:: TASK TO CARRY OUT ::
Write each of the records out again exactly.
══════════════════════════════
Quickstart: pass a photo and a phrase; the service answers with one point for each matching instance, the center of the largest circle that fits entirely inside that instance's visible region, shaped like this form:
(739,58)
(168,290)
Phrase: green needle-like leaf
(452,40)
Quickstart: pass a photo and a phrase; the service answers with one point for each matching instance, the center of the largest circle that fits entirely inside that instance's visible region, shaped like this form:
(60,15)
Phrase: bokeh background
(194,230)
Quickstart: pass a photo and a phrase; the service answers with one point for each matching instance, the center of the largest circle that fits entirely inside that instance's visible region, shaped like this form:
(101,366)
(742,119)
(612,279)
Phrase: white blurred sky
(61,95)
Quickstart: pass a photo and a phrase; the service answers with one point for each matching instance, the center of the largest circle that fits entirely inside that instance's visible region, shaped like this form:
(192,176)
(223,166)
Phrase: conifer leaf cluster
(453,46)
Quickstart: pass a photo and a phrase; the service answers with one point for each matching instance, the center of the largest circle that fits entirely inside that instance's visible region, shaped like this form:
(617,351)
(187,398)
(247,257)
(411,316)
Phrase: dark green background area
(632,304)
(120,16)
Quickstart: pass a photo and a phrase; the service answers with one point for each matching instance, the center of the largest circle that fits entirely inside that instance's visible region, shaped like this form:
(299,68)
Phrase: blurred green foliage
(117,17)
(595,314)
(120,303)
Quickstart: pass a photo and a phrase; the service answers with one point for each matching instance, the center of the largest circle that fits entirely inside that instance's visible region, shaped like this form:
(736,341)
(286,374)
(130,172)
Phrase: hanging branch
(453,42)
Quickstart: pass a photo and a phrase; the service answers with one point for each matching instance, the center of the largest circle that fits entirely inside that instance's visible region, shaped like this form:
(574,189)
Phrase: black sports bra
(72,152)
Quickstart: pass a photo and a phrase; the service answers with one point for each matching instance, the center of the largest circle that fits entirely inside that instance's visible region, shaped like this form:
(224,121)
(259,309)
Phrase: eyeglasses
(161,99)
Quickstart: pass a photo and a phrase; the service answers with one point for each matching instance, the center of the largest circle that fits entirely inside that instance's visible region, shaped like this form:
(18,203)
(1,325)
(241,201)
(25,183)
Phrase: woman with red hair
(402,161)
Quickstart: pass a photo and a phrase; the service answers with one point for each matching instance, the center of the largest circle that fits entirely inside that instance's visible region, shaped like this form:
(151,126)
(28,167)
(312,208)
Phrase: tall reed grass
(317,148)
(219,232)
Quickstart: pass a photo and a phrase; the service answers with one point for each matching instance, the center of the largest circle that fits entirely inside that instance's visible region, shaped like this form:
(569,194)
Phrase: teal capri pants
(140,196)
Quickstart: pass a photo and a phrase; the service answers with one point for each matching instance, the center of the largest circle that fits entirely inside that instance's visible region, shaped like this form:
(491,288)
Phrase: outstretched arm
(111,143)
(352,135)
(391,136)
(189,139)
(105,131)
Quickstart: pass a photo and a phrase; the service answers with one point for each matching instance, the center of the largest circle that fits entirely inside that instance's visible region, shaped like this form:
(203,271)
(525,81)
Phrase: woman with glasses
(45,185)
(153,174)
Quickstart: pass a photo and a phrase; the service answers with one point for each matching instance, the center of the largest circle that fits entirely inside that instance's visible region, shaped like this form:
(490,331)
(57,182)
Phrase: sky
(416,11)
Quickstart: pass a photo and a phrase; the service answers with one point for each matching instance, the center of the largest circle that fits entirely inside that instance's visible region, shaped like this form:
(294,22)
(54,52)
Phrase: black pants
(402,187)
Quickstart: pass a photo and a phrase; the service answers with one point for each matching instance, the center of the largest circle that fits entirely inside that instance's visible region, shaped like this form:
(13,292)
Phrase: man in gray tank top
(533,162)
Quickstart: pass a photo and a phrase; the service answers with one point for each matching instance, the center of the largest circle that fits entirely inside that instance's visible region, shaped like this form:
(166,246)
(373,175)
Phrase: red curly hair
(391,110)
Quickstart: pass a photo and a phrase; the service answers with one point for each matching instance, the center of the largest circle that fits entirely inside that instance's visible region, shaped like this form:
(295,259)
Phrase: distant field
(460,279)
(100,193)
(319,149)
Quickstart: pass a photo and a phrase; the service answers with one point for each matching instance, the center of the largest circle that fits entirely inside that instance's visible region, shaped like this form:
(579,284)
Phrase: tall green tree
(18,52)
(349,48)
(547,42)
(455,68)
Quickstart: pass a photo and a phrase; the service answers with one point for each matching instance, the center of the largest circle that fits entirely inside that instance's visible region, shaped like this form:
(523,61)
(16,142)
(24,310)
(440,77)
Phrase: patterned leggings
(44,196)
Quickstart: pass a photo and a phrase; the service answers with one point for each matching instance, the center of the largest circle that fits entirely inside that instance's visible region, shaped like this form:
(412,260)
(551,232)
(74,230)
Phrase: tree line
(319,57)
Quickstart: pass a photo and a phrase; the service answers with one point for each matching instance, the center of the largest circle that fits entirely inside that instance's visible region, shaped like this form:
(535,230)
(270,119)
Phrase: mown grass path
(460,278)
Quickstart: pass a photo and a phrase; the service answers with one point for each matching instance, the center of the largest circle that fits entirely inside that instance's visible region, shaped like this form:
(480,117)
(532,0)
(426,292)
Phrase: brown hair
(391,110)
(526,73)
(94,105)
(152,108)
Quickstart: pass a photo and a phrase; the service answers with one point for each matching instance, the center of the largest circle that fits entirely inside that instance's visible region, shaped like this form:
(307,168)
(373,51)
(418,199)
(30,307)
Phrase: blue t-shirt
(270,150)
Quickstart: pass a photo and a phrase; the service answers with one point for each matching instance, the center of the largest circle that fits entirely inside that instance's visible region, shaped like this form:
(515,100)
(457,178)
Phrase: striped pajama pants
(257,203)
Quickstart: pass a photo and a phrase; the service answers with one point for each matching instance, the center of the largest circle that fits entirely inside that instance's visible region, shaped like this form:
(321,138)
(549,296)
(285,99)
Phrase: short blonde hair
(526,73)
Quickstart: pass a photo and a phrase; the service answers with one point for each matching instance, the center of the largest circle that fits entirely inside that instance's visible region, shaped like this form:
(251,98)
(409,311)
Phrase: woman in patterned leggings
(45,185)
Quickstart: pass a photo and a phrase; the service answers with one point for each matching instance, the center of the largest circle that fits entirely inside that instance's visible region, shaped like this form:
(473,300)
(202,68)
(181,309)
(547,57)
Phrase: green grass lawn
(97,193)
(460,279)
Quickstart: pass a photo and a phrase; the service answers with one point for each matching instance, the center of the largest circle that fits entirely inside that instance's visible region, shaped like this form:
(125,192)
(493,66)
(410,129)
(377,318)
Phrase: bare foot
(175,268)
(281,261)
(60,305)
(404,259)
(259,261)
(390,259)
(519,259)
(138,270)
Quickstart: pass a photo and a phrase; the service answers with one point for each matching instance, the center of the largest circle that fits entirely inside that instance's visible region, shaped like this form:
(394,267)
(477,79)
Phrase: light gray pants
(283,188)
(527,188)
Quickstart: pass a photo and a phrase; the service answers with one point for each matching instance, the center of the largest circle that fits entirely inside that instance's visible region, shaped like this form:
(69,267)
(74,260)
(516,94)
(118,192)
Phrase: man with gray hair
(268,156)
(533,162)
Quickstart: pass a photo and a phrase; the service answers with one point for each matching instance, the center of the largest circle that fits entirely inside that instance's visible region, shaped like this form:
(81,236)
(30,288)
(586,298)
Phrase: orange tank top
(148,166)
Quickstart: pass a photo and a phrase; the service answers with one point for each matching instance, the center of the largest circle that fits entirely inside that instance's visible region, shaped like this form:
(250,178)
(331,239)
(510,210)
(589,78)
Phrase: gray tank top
══════════════════════════════
:: SOLUTION FOR THIS TASK ::
Quickstart: pass a photo and a phrase; the service answers with one point for each matching instance, the center of the largest circle that fits entirely inside that instance's visible region, shaped like this form:
(739,58)
(168,290)
Phrase: green needle-like leaf
(452,40)
Quickstart: pass a photo and a phrase; the service answers with one point for each matching instance, the center of the largest circle that fits entirely inside that instance's visible region, shaped like this form:
(60,15)
Phrase: bokeh background
(194,230)
Quickstart: pass a photo and a phrase; the service answers with one point for each matching instance, the center of the largest circle that fits entirely inside that instance's visible region, shaped like this form:
(101,366)
(742,119)
(612,279)
Phrase: white blurred sky
(61,95)
Quickstart: pass a photo and a phrase; the service answers with one point for each matching instance, the center of the largest circle that fits entirely inside that instance's visible region, shaped like this form:
(192,176)
(223,166)
Phrase: conifer leaf cluster
(453,46)
Quickstart: pass a photo and a phrase; the service answers with one point for each matching instance, the center of the largest circle that fits entirely inside that instance's visible region, shaped like this form:
(617,351)
(187,398)
(247,257)
(411,316)
Phrase: dark green background area
(632,304)
(120,16)
Quickstart: pass a photo and a phrase; the service answers with one point for each matching instance, the center of the largest circle that fits entirely inside that instance's visible region, shaped like this form:
(299,68)
Phrase: blurred green foliage
(117,17)
(595,314)
(120,303)
Quickstart: pass a photo and a phrase; the service answers with one point for each matching instance, the center of the largest circle that fits entirely inside that instance's visible region, shaped like this form:
(736,341)
(286,374)
(130,172)
Phrase: hanging branch
(453,42)
Quickstart: pass a photo and a phrase; the service answers with one point for each matching instance, the center of the largest circle that fits entirely inside that instance's visible region, shaped like this form:
(574,189)
Phrase: black sports bra
(72,152)
Quickstart: pass a photo and a phrase; the service answers with one point for each matching instance, the center of the largest circle that fits entirely inside that instance's visible region, shaped like this form:
(224,121)
(259,309)
Phrase: eyeglasses
(161,99)
Quickstart: pass a photo and a phrase; the service answers with one point for each matching instance, the center of the largest circle that fits entirely inside that instance's visible region, shaped like this form:
(18,203)
(1,325)
(241,201)
(25,183)
Phrase: woman with red hair
(402,161)
Quickstart: pass a photo and a phrase; the service answers with one point for each matching instance, the center of the largest circle that fits entirely inside that instance's visible region, shaped like this form:
(151,126)
(28,167)
(312,208)
Phrase: tall reed grass
(317,148)
(219,232)
Quickstart: pass a photo and a phrase; the service answers with one point for each matching instance, the center of the largest circle that fits entirely inside that instance's visible region, shaped like this form:
(569,194)
Phrase: teal capri pants
(140,196)
Quickstart: pass a photo and a phrase; the service answers with one point for each matching instance, the center of the largest circle that fits entirely inside that instance's visible region, shaped like this form:
(491,288)
Phrase: outstretched arm
(111,143)
(352,135)
(391,136)
(189,139)
(105,131)
Quickstart: pass a photo and a phrase; the service answers with one point for each matching instance, the center of the largest circle that fits entirely inside that instance's visible region, shaped like this form:
(203,271)
(525,81)
Phrase: woman with glasses
(45,185)
(153,174)
Quickstart: pass a photo and a phrase; the service answers with one point for each matching instance, the center of the largest circle that fits entirely inside that instance's visible region, shaped like this form:
(490,331)
(57,182)
Phrase: sky
(416,11)
Quickstart: pass a photo and a phrase; the service answers with one point for each matching instance, the center of the largest circle that fits entirely inside that instance's visible region, shaped like this form:
(294,22)
(54,52)
Phrase: black pants
(402,187)
Quickstart: pass a photo and a phrase; the service answers with one point for each matching instance, the center of the largest circle that fits entirely inside that instance's visible region, shaped like this form:
(13,292)
Phrase: man in gray tank top
(533,162)
Quickstart: pass a photo and a phrase; the service answers with one point for each matching instance, the center of the largest circle that fits entirely inside that instance's visible region, shaped like this form:
(166,246)
(373,175)
Phrase: red curly hair
(391,110)
Quickstart: pass a photo and a phrase; the service answers with one point for each matching instance, the center of the largest circle that fits entirely inside that instance's visible region, shaped like this form:
(295,259)
Phrase: distant field
(460,279)
(100,193)
(319,149)
Quickstart: pass a photo and a phrase; the service answers with one point for each matching instance, the center of the largest circle that fits entirely inside that instance's visible region, shaped like this form:
(579,284)
Phrase: tall green tree
(18,52)
(349,48)
(547,42)
(455,68)
Quickstart: pass a photo and a phrase; the service answers with one point for each matching instance, the center of the largest circle that fits entirely inside that instance's visible region, shaped like this form:
(523,61)
(16,142)
(24,310)
(440,77)
Phrase: patterned leggings
(44,196)
Quickstart: pass a photo and a phrase; the service answers with one point for each matching instance, the center of the largest circle that fits entirely inside that instance's visible region, shaped like this form:
(412,260)
(551,232)
(74,230)
Phrase: tree line
(319,57)
Quickstart: pass a photo and a phrase; the service answers with one point for each matching instance, the center of the largest circle that fits entirely inside that instance's visible region, shaped like this form:
(535,230)
(270,119)
Phrase: mown grass path
(460,278)
Quickstart: pass a photo and a phrase; the service answers with one point for each matching instance, the center of the largest circle that fits entirely inside that instance's visible region, shaped like this form:
(480,117)
(532,0)
(426,292)
Phrase: brown hair
(391,110)
(526,73)
(94,105)
(152,108)
Quickstart: pass a photo and a phrase; the service answers with one point for each matching instance, the center of the largest circle that fits entirely inside that instance's visible region, shaped like this form:
(307,168)
(373,51)
(418,199)
(30,307)
Phrase: blue t-shirt
(270,150)
Quickstart: pass a photo and a phrase; the service answers with one point for each matching instance, the center of the largest circle that fits entirely inside that instance's visible region, shaped like this form:
(515,100)
(457,178)
Phrase: striped pajama pants
(257,203)
Quickstart: pass a photo and a phrase; the service answers with one point for each matching instance, the center of the largest circle that fits entirely inside that instance's visible region, shaped like this form:
(321,138)
(549,296)
(285,99)
Phrase: short blonde hair
(526,73)
Quickstart: pass a photo and a phrase; the service answers with one point for each matching instance, the center of the largest circle that fits entirely inside that instance's visible region, shaped like this form:
(251,98)
(409,311)
Phrase: woman in patterned leggings
(45,185)
Quickstart: pass a photo and a phrase; the service answers with one point for each matching instance, the center of the largest circle that fits entirely inside that instance's visible region, shaped like this form:
(473,300)
(202,68)
(181,309)
(547,57)
Phrase: green grass lawn
(97,193)
(460,279)
Quickstart: pass a photo and a phrase; the service answers with one point for each matching instance, the center of the largest circle that fits entirely inside that instance's visible region, shaped like this form:
(125,192)
(493,66)
(410,129)
(377,318)
Phrase: bare foot
(175,268)
(281,261)
(60,305)
(404,259)
(259,261)
(390,259)
(519,259)
(138,270)
Quickstart: pass a photo and a phrase; the service answers with one point for each matching instance, the center of the largest circle that fits entirely inside that instance's visible region, shaped like this form:
(394,267)
(477,79)
Phrase: light gray pants
(283,188)
(527,188)
Quickstart: pass a photo and a phrase; the service answers with one point for each matching instance, the center of the largest circle that fits entirely inside that instance's visible region, shaped like this form:
(69,267)
(74,260)
(516,94)
(118,192)
Phrase: man with gray hair
(268,156)
(533,162)
Quickstart: pass a photo and a phrase; the service answers with one point for each matching instance, the center of the largest circle that fits entirely inside that instance's visible region, shaped like this form:
(81,236)
(30,288)
(586,298)
Phrase: orange tank top
(148,166)
Quickstart: pass a photo and a phrase; the service answers with one point for each matching instance, the center of the largest circle that fits entirely inside that instance's visible region, shaped like this form:
(250,178)
(331,239)
(510,210)
(589,78)
Phrase: gray tank top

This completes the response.